__STUDY QUESTIONS__
A - In the essay on love in Herbert's and Sidney's poems, why does the speaker of "Love (III)" at first feel unworthy to sit with Love?
B - Write the next part of the essay on love in Herbert's and Sidney's poems, picking up after its last sentence.

=== PASSAGE ===

The Effects of Love in George Herbert’s “Love (III)” and Sir Philip Sidney’s “Astrophil and Stella 30”

Some poems treat the same subject yet present different viewpoints of that particular subject. For the speakers in George Herbert’s “Love (III)” and Sir Philip Sidney’s “Astrophil and Stella 30,” encountering love produces different effects on them. Herbert’s speaker, possessing low self-esteem, eventually accepts Love’s declaration that he is worthy to be in Love’s presence. But the speaker in Sidney’s poem, though struck with the pangs of love, ultimately suffers in his condition, growing melancholy all the while.

In Herbert’s “Love (III),” the speaker is invited by Love to sit and dine with Him. The word “Lord” is used in conjunction with “Love,” signaling that Love stands more as a religious concept, at least for this poem. At first, the speaker feels unworthy to sit with Love because he sees himself “guiltie of dust and sinne.” The religious connotations of this line point back towards the book of Genesis, where Adam and Eve partook of the forbidden fruit. This disobedience to God’s command brought sin into the world and also defined sin not only as an evil work but a state of being; the speaker’s identity, and not just his actions, is evil in the sight of God. How can he, as a natural born sinner, accept Love’s free welcome? The first line in the poem exemplifies the speaker’s hesitation in receiving Love’s invitation: “Love bade me welcome: yet my soul drew back.” The first half of the line serves as a light-hearted section, personifying love as the host of a banquet, inviting the speaker to share in His joys. But the word “yet” changes the tone of the line from one of celebration to one of reservation. It even slows the rhythm of the line down a little, being an unnecessary hindrance. The speaker’s soul “drew back” as a person would when intimidated by another’s advances. The speaker, at this point, resists Love’s requests.

=== EXTRACTED RECORDS ===

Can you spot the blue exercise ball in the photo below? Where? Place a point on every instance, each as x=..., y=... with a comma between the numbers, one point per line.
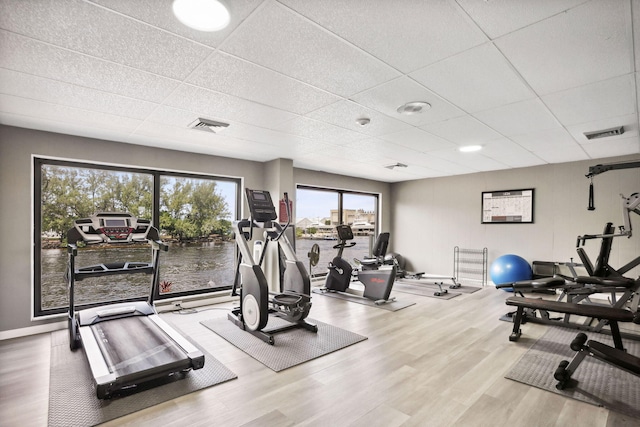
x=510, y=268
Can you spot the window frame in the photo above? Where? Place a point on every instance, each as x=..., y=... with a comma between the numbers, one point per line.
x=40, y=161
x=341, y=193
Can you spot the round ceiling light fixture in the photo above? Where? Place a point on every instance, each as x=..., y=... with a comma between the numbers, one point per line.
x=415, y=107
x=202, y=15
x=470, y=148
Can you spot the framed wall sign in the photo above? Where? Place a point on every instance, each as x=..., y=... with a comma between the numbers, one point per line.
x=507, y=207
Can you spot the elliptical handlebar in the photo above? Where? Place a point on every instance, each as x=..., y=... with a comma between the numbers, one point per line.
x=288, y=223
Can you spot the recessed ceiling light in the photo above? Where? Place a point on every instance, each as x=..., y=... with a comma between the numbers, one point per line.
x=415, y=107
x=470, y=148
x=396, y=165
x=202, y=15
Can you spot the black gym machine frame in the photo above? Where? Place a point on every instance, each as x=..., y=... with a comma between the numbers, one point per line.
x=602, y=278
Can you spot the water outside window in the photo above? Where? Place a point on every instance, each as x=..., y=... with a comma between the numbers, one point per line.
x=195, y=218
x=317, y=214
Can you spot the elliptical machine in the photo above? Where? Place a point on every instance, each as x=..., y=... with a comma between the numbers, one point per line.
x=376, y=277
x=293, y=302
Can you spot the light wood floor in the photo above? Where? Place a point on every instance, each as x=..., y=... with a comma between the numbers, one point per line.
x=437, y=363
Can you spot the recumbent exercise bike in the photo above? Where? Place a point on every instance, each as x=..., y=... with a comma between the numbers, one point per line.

===

__TASK-BY-TASK RESULTS__
A - He sees himself as "guiltie of dust and sinne."

B -
However, eventually, he will come to submit to Love’s woos. Love says “who bore the blame?” when trying to convince the speaker to join Him. In the context of Christianity, this line could allude to the death of Christ as a propitiation for the sins of His people. The speaker, being forgiven by God through the works and death of Jesus, is now worthy to be in God’s holy presence. Convinced of the deep affection God has for him, the speaker says “then I will serve.” He now views himself worthy to be with God, no longer dwelling on his past sins and ungratefulness, and he wants to love God in return for His affection. The last two lines of the poem say “You must sit down, says Love, and taste my meat:/So I did sit and eat. These lines represent the harmony the speaker now has with Love; there are rhyming words such as “meat” and “eat” that connect the speaker’s compliances as a positive response to Love’s admonition. Even the “t” consonant sounds give the lines a natural rhythm not hindered by unnecessary words of resistance by the speaker. Love has won the argument with the speaker, making the speaker’s life a more enjoyable one, one free of self-condemnation.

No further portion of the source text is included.